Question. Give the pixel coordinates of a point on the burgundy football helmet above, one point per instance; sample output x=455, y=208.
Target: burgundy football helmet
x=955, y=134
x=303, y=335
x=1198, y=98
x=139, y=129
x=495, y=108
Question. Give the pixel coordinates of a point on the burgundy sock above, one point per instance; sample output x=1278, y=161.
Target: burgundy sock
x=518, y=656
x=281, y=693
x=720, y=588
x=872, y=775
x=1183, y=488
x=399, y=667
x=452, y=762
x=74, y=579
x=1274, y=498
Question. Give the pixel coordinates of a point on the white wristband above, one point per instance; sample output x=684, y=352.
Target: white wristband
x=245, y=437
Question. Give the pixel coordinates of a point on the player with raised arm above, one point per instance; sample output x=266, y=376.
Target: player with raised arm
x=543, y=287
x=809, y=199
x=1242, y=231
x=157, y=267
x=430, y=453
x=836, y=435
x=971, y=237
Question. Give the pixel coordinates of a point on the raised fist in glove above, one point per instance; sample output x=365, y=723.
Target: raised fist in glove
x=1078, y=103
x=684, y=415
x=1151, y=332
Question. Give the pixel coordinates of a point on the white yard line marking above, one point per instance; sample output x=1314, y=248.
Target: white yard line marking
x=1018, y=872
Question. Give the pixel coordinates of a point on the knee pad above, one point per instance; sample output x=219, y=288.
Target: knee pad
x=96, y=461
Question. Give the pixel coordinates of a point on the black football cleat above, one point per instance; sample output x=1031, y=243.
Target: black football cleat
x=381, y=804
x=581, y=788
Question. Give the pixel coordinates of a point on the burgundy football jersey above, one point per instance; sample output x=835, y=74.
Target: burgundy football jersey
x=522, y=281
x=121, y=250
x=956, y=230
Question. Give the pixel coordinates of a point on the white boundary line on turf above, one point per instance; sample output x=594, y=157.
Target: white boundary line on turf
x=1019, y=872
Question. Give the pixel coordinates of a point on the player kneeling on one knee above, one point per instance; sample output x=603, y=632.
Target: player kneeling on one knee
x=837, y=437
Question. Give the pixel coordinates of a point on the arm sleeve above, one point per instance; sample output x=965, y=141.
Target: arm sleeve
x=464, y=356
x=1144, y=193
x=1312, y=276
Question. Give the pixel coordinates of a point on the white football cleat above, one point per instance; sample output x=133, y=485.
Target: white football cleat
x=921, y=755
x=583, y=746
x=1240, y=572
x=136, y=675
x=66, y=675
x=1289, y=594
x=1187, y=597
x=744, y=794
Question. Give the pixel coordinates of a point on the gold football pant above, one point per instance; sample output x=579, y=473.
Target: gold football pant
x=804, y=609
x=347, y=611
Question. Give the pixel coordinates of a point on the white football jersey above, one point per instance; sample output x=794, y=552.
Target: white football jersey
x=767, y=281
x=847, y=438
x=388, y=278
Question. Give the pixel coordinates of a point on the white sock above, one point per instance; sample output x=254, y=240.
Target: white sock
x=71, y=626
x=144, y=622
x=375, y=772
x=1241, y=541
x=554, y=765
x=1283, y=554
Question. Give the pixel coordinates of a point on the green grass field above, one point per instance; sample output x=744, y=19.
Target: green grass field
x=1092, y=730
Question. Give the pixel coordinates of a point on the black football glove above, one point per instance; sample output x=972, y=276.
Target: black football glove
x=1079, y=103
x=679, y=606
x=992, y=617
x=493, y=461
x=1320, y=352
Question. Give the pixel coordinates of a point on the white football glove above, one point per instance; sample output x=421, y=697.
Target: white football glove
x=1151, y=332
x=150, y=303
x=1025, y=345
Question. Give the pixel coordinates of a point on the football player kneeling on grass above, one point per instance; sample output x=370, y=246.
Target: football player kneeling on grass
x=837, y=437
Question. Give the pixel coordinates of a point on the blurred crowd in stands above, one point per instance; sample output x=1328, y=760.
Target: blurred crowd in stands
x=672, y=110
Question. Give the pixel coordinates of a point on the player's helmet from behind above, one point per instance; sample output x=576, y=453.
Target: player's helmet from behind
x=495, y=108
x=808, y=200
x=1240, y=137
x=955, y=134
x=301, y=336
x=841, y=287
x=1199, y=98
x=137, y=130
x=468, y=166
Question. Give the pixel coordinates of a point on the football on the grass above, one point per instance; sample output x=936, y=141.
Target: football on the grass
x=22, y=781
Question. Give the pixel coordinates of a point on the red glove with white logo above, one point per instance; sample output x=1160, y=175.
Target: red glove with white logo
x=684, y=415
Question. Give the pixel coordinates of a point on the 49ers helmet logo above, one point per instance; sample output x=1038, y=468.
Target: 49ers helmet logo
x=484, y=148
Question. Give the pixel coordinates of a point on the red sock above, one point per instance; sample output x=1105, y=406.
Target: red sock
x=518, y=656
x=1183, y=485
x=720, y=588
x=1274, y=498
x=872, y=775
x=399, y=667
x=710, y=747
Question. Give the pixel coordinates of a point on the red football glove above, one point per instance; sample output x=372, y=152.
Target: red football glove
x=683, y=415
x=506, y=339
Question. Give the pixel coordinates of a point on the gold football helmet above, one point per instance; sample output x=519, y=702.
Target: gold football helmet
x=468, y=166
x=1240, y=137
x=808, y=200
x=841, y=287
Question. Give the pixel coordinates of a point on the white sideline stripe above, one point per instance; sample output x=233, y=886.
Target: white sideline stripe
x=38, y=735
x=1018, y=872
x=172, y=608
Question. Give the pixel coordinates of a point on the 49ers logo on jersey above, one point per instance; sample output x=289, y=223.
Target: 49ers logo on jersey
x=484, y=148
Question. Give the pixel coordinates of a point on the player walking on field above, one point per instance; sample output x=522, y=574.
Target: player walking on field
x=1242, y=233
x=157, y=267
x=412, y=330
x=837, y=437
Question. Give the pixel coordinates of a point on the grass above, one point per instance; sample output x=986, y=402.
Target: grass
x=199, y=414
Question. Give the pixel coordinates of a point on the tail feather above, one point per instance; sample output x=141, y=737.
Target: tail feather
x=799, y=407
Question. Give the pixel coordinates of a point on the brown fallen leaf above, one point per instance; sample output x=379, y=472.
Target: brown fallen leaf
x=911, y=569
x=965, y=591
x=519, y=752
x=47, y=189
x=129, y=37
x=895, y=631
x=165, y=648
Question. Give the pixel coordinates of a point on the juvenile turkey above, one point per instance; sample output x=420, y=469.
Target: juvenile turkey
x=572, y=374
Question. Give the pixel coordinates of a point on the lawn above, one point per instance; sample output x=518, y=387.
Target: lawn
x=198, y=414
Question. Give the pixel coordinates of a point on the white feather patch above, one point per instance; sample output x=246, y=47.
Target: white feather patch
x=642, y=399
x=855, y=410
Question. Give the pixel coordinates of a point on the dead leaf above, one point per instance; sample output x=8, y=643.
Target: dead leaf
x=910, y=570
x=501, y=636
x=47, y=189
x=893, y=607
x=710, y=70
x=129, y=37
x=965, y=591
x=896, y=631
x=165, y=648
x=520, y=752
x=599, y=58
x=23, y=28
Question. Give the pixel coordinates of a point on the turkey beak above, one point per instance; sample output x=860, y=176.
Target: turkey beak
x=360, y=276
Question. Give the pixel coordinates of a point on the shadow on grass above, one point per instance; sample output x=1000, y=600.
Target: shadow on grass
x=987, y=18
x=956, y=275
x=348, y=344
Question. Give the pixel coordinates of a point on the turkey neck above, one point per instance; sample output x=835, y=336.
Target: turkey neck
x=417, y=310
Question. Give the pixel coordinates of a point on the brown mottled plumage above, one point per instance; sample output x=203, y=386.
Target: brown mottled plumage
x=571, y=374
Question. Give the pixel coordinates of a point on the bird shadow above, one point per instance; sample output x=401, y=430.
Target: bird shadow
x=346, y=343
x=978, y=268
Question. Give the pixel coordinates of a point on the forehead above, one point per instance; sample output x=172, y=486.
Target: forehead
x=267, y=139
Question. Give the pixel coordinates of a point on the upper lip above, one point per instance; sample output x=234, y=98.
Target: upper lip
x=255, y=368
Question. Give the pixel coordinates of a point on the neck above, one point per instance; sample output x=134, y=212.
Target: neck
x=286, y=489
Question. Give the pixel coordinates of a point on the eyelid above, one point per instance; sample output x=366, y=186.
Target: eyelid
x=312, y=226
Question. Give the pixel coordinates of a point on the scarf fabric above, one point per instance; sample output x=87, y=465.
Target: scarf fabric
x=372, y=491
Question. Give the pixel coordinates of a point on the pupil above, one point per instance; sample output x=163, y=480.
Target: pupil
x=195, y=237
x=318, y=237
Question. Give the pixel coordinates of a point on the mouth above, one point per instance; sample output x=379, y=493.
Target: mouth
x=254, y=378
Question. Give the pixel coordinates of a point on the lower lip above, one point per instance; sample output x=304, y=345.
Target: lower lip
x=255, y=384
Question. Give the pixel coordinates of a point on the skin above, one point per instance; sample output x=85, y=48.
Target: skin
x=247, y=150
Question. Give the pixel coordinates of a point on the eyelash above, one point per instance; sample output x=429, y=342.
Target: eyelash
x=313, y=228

◆ Exercise description
Using the records above, restate word for word the lines from the one with "output x=835, y=74." through the one with "Question. Give the pixel coordinates of a point on the arm", both included.

◆ Exercise solution
Question. Give the pixel coordinates of a point on the burgundy football jersey above, one point per instance; sample output x=835, y=74.
Target: burgundy football jersey
x=522, y=281
x=121, y=250
x=956, y=230
Question. Give the pixel coordinates of a point on the white boundary line on turf above, one point per instance; sample output x=594, y=157.
Target: white boundary line on turf
x=1019, y=872
Question. Give the pixel coordinates of a point on the player kneeling on one knee above, one point per instance; sample output x=603, y=632.
Target: player kneeling on one knee
x=837, y=437
Question. Give the pixel coordinates of a point on the arm sleeve above, one point per instance; sample output x=965, y=141.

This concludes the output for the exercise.